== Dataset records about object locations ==
[Begin]
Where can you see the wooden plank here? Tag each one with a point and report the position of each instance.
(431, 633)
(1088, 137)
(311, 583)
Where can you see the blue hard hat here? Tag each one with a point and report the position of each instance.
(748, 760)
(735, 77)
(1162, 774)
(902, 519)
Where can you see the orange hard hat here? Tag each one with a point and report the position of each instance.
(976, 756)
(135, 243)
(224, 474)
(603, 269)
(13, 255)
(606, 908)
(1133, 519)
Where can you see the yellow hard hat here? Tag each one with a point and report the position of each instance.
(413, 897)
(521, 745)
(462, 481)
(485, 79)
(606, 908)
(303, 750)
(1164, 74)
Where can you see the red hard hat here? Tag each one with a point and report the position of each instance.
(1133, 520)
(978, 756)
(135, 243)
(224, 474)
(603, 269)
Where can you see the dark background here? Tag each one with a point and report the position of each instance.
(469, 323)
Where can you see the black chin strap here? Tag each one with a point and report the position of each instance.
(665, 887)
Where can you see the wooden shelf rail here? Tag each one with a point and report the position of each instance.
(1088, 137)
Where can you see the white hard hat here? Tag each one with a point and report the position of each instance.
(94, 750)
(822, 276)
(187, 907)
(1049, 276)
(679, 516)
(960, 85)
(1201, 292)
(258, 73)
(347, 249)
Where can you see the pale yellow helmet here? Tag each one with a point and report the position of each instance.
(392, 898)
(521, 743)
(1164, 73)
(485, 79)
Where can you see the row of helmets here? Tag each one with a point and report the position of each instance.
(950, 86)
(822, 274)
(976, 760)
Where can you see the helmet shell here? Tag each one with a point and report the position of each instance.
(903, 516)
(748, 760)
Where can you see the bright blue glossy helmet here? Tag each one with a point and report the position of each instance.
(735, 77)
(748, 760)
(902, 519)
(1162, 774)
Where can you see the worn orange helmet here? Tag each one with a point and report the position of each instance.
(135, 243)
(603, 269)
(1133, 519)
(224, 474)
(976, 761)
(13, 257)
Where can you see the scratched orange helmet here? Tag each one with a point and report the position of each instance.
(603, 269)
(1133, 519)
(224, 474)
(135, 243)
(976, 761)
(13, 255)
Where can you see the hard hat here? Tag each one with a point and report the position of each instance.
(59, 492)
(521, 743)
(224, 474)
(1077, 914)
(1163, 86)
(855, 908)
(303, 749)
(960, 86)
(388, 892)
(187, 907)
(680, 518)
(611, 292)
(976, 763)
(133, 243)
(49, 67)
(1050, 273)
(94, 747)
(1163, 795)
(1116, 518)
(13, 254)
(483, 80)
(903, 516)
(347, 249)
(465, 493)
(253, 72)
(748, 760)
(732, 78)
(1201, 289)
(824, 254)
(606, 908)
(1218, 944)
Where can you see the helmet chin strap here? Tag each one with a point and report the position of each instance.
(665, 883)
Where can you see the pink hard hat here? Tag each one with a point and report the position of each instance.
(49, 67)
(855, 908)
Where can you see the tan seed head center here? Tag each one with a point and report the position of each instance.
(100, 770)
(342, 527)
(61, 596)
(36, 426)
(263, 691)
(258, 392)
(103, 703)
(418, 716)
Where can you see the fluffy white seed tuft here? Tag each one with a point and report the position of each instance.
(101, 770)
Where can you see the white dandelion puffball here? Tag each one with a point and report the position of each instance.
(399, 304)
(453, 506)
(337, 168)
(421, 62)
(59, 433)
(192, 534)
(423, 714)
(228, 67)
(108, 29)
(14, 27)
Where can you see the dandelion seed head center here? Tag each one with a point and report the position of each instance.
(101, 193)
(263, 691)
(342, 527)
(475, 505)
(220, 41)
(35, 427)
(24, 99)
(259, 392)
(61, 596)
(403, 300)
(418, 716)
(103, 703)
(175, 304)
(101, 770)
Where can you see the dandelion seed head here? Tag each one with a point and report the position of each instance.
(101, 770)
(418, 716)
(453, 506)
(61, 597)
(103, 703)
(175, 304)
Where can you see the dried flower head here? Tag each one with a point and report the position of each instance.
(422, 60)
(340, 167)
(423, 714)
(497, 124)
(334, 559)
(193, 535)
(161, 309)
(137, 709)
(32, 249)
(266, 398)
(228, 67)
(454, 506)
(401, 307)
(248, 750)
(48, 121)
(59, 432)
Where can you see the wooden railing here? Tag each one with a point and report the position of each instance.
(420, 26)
[End]
== What is needed ==
Render every line of the records above as a JSON list of strings, one string per line, leaving out any blank lines.

== Finished answer ==
[
  "Where can you see the wooden plank here? Tag each one with a point and report the position of each instance.",
  "(431, 633)",
  "(1088, 137)",
  "(311, 583)",
  "Where can you see the blue hard hat here? Tag each one with a point and report the position of each instance.",
  "(748, 760)",
  "(735, 77)",
  "(1162, 774)",
  "(902, 519)",
  "Where can you see the orange hard hat here? Tag each one with a point and report the position of each instance.",
  "(976, 756)",
  "(135, 243)",
  "(224, 474)",
  "(603, 269)",
  "(13, 255)",
  "(606, 908)",
  "(1133, 519)",
  "Where can you see the yellow hard hat here? Tag each one with a point and report the position of each instance.",
  "(413, 897)",
  "(521, 745)",
  "(462, 481)",
  "(485, 79)",
  "(606, 908)",
  "(303, 750)",
  "(1164, 74)",
  "Where can you see the red hard hat here? Tag each one with a point and report the position of each instance.",
  "(1133, 520)",
  "(978, 756)",
  "(135, 243)",
  "(224, 474)",
  "(603, 269)",
  "Where can you see the dark background here? Tag each one with a point and report the position of each instance.",
  "(469, 323)",
  "Where can you see the black chin strap here? Tag each one with a point and report the position of each instance.",
  "(665, 887)",
  "Where can you see the wooden shelf rail here? Tag each one with a point and report the position of each instance.",
  "(1088, 137)",
  "Where can you see the white hard hat here? Tag each one with a point and report the position of each instance.",
  "(94, 750)",
  "(822, 276)",
  "(187, 907)",
  "(1049, 276)",
  "(679, 516)",
  "(960, 85)",
  "(1201, 292)",
  "(258, 73)",
  "(347, 249)",
  "Where can you see the pale yellow helmet here? Tag each one with a point and report the position of each instance.",
  "(392, 898)",
  "(521, 743)",
  "(1164, 73)",
  "(485, 79)",
  "Where can you see the row of helmets here? Tag each one with a point and report the position of each instance.",
  "(950, 86)",
  "(822, 274)",
  "(976, 760)",
  "Where can you see the helmet shell here? Tag each one with a point and report the position of each instance.",
  "(903, 516)",
  "(748, 760)",
  "Where can you see the bright blue glossy helmet here? Tag each one with a point and report the position of each instance.",
  "(735, 77)",
  "(748, 760)",
  "(902, 519)",
  "(1162, 774)",
  "Where can you see the worn orange helmet here? Tag each one with a point and report the position of each instance.",
  "(135, 243)",
  "(603, 269)",
  "(1133, 519)",
  "(224, 474)",
  "(976, 761)",
  "(13, 257)",
  "Where can you see the scratched orange helmet here? Tag each one with a point and report the position of each instance.",
  "(603, 269)",
  "(1133, 519)",
  "(224, 474)",
  "(135, 243)",
  "(976, 761)",
  "(13, 255)",
  "Where can you see the hard hat here? Tag each one with a point and report the position of each instance.",
  "(59, 492)",
  "(521, 743)",
  "(224, 474)",
  "(1077, 914)",
  "(1163, 86)",
  "(855, 908)",
  "(303, 749)",
  "(960, 86)",
  "(388, 892)",
  "(187, 907)",
  "(680, 518)",
  "(611, 292)",
  "(976, 763)",
  "(133, 243)",
  "(49, 67)",
  "(1050, 273)",
  "(94, 747)",
  "(1163, 795)",
  "(1116, 518)",
  "(13, 254)",
  "(483, 80)",
  "(903, 516)",
  "(347, 249)",
  "(465, 493)",
  "(253, 72)",
  "(748, 760)",
  "(732, 78)",
  "(1201, 289)",
  "(824, 254)",
  "(606, 908)",
  "(1218, 944)",
  "Where can you see the helmet chin strap here? Tag each one with a point and report the position of each instance.",
  "(665, 883)",
  "Where can you see the pink hard hat here? Tag each one with a point and report the position of each instance.",
  "(49, 67)",
  "(855, 908)",
  "Where can you see the tan seed head center here? Tag each one with a point and report the position of each instance.",
  "(100, 770)",
  "(342, 527)",
  "(61, 596)",
  "(36, 426)",
  "(263, 691)",
  "(258, 392)",
  "(103, 703)",
  "(418, 716)",
  "Where can you see the fluffy white seed tuft here? Tag each one with a point and report the position of each instance.",
  "(101, 770)",
  "Where can you see the white dandelion puffball here? Tag each one with a point and report the position of each instance.",
  "(399, 304)",
  "(453, 506)",
  "(337, 168)",
  "(421, 62)",
  "(59, 433)",
  "(192, 534)",
  "(423, 714)",
  "(228, 67)",
  "(108, 29)",
  "(14, 27)",
  "Where can you see the dandelion seed head center here? Tag each one with a point and report the position of each instance.",
  "(101, 193)",
  "(263, 691)",
  "(342, 527)",
  "(475, 505)",
  "(220, 41)",
  "(35, 427)",
  "(24, 99)",
  "(259, 392)",
  "(61, 596)",
  "(403, 300)",
  "(418, 716)",
  "(103, 703)",
  "(175, 304)",
  "(101, 770)",
  "Where can you see the dandelion seed head here? Tag each one with a point and report the position of each instance.",
  "(101, 770)",
  "(418, 716)",
  "(453, 506)",
  "(61, 597)",
  "(103, 703)",
  "(175, 304)",
  "Where can you see the dried flower head here? Tag each one with a point and report the position of each instance.",
  "(422, 60)",
  "(340, 167)",
  "(423, 714)",
  "(497, 124)",
  "(334, 559)",
  "(193, 535)",
  "(161, 309)",
  "(137, 709)",
  "(32, 249)",
  "(266, 398)",
  "(228, 67)",
  "(454, 506)",
  "(401, 307)",
  "(248, 750)",
  "(48, 121)",
  "(59, 432)",
  "Where can you see the wooden railing here? Tag each one with a point and report the position of each instance.",
  "(420, 26)"
]